• WHAT TO DO
Can you copy every line of the material below word for word?

• TASK INPUTS
════════════════

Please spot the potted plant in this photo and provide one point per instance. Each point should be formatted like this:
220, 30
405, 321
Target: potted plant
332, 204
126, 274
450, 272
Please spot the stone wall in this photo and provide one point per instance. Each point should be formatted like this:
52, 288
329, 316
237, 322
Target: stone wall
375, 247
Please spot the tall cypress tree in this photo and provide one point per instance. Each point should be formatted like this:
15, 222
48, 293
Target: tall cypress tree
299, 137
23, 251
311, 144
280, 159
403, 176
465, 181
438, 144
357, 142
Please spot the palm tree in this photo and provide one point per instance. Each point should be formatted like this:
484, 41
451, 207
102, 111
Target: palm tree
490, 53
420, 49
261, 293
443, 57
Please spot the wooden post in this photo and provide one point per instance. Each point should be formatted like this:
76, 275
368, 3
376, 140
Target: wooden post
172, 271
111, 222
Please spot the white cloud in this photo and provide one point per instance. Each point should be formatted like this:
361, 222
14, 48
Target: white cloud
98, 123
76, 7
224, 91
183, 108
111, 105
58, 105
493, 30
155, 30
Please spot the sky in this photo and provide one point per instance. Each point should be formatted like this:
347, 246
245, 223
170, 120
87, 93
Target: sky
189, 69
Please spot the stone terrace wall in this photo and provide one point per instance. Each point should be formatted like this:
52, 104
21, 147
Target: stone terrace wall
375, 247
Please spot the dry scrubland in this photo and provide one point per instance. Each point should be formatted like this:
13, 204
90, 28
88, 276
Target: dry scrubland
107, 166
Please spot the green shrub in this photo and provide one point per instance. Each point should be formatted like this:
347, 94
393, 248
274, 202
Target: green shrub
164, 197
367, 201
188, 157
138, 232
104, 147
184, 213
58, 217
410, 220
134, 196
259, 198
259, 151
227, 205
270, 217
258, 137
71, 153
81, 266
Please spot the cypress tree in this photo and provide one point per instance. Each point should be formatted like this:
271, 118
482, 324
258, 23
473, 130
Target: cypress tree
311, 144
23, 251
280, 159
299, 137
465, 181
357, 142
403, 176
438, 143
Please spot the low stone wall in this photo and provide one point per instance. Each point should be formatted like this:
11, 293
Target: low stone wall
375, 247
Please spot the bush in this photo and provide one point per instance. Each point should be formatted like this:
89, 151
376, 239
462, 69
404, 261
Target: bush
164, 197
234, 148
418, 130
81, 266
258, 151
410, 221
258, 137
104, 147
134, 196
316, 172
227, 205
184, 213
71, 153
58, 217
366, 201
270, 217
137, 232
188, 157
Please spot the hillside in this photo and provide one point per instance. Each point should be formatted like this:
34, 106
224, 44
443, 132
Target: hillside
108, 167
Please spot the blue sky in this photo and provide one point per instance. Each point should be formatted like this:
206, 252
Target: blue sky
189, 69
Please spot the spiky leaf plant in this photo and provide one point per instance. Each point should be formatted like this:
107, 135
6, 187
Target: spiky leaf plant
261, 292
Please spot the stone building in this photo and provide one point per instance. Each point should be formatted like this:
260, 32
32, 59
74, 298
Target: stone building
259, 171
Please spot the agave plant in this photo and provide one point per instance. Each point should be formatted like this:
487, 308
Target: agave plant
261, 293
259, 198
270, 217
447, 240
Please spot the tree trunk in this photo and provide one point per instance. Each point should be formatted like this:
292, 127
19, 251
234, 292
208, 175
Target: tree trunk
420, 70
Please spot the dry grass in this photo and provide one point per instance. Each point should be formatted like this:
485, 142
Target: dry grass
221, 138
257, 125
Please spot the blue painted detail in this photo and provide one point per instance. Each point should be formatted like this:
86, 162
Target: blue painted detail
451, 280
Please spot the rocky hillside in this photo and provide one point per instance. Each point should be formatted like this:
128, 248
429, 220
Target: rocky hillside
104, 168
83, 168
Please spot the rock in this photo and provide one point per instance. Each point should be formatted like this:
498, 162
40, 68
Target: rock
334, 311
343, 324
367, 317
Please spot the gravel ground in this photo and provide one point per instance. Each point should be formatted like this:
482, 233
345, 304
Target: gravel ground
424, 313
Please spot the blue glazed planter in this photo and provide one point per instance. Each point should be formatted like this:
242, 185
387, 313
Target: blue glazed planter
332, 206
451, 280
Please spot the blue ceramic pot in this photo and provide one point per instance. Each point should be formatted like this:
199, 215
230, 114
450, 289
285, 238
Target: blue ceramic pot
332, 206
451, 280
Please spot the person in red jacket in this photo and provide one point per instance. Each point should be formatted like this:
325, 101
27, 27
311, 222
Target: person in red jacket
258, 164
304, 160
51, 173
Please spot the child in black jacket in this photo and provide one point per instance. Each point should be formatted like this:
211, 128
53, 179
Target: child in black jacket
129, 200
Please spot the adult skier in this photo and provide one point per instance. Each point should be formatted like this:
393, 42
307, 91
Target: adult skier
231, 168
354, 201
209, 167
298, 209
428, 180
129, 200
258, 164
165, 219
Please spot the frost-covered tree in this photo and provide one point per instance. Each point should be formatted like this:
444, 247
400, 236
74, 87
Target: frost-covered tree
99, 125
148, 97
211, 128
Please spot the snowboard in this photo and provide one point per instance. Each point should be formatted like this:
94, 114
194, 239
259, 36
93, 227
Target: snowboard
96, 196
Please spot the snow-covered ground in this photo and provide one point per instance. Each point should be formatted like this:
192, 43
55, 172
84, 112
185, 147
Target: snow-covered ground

════════════════

• ANSWER TO THIS TASK
Please spot the potted plant in this photo and provide one point per instance. Each point should be formatted like this:
220, 30
405, 321
Target: potted plant
332, 204
126, 274
450, 272
Please spot the stone wall in this photo and provide one point per instance. Each point should be formatted like this:
52, 288
329, 316
237, 322
Target: stone wall
375, 247
Please spot the tall cypress tree in this photo and provide one point per instance. Each point should be formatted like this:
15, 222
48, 293
Target: tall cypress tree
299, 137
23, 251
311, 144
280, 159
403, 176
465, 181
438, 144
357, 142
Please spot the palm tree in this photo and provide one point per instance. Each point should be formatted like this:
484, 41
451, 207
102, 111
Target: palm tree
490, 53
420, 49
261, 293
443, 57
Please spot the wooden post in this photo and provide one point per instance. Each point should be formatted like this:
76, 275
368, 3
376, 140
Target: wooden post
172, 271
111, 222
Please spot the white cloud in this photo and provide one point per instance. Each point should be formatted like this:
361, 222
14, 48
Target: white cloud
98, 123
76, 7
224, 91
183, 108
111, 105
58, 105
493, 30
155, 30
Please spot the sky in this photo and provide one point per instance. Each point should be formatted like this:
347, 246
245, 223
170, 120
87, 93
Target: sky
189, 69
Please spot the stone terrace wall in this photo and provide one point per instance. Each point should be formatted like this:
52, 104
21, 147
Target: stone terrace wall
375, 247
Please spot the dry scrubland in this photo and provide one point per instance. Each point should be formatted like this:
13, 204
90, 28
88, 276
Target: dry scrubland
107, 166
Please spot the green shrub in this photo and provide one point per instance. Each point should be formatted like this:
347, 94
393, 248
274, 202
Target: green shrub
164, 197
367, 201
188, 157
138, 232
104, 147
184, 213
58, 217
410, 220
134, 196
259, 198
259, 151
227, 205
270, 217
258, 137
71, 153
81, 266
Please spot the cypress tree in this photo and provide one point per instance. Each point should be formatted like this:
271, 118
482, 324
258, 23
473, 130
Target: cypress tree
311, 144
23, 251
280, 159
299, 137
465, 181
357, 142
403, 176
438, 143
Please spot the low stone wall in this photo and provide one point per instance. Each point should be formatted like this:
11, 293
Target: low stone wall
375, 247
Please spot the bush in this photo and provide one point per instance. Each point should be formatted like this:
89, 151
376, 239
462, 69
404, 261
Target: bush
164, 197
234, 148
418, 130
81, 266
258, 151
410, 221
258, 137
104, 147
134, 196
316, 172
227, 205
184, 213
71, 153
58, 217
366, 201
270, 217
137, 232
188, 157
Please spot the hillside in this photo and provide one point per instance. Each point should be formatted like this:
34, 106
224, 44
443, 132
Target: hillside
108, 167
Please spot the blue sky in this photo and provide one point per instance. Each point should be formatted like this:
206, 252
Target: blue sky
189, 69
Please spot the spiky leaf plant in this photo and provide one point per instance. Each point should be formatted like this:
107, 135
6, 187
Target: spiky leaf plant
261, 292
Please spot the stone building in this photo and provide one point per instance. Each point should be formatted like this:
260, 32
32, 59
74, 298
Target: stone building
259, 171
Please spot the agave plant in this photo and provide one point per instance. Each point should be formatted like this:
487, 308
Target: agave plant
261, 293
259, 198
270, 217
447, 240
Please spot the tree trunk in this photo and provide one point per instance. Each point should be formatted like this:
292, 127
19, 251
234, 292
208, 175
Target: tree trunk
420, 70
Please spot the dry grass in this photo and provide one point per instance. Each point should be formatted like this:
485, 142
Target: dry grass
221, 138
257, 125
Please spot the blue painted detail in this photo and provide one point per instance. Each point should be formatted like this:
86, 162
Target: blue painted detail
451, 280
Please spot the rocky hillside in this photo and provide one point per instance. Each point should be formatted like this:
128, 248
429, 220
Target: rocky hillside
104, 168
83, 168
Please spot the rock in this photo and provide one point per instance. Each point should be formatted like this:
498, 162
40, 68
Target: rock
334, 311
343, 324
367, 317
Please spot the gravel ground in this photo and provide one point per instance. Each point should be formatted like this:
482, 233
345, 304
Target: gravel ground
424, 313
Please spot the blue glazed planter in this photo and provide one point per instance. Each point should be formatted like this:
242, 185
387, 313
Target: blue glazed planter
332, 206
451, 280
Please spot the blue ceramic pot in this photo and provide one point per instance. Each point should be formatted like this:
199, 215
230, 114
450, 289
285, 238
Target: blue ceramic pot
332, 206
451, 280
Please spot the person in red jacket in this photo and provide one point per instance. Each point should be formatted like this:
325, 101
27, 27
311, 222
Target: person in red jacket
258, 164
304, 160
51, 173
Please spot the child in black jacket in this photo and provide one point per instance. Each point should be formatted like this:
211, 128
53, 179
Target: child in black jacket
129, 200
Please spot the adult skier in this photo and provide one point per instance. Each point should be formatted like this:
393, 42
307, 91
Target: adult skier
231, 168
354, 201
209, 167
298, 209
428, 180
129, 200
258, 164
165, 219
Please spot the frost-covered tree in this photo and provide one point per instance. Each point should be formatted like this:
444, 247
400, 236
74, 87
Target: frost-covered tree
99, 125
148, 97
211, 128
Please spot the snowboard in this photo and provide one point per instance. Each point should be formatted like this:
94, 114
194, 239
259, 36
93, 227
Target: snowboard
96, 196
Please spot the snow-covered ground in this photo and provide one point per instance. Each point should be formatted like this:
192, 43
55, 172
84, 112
185, 147
Target: snow-covered ground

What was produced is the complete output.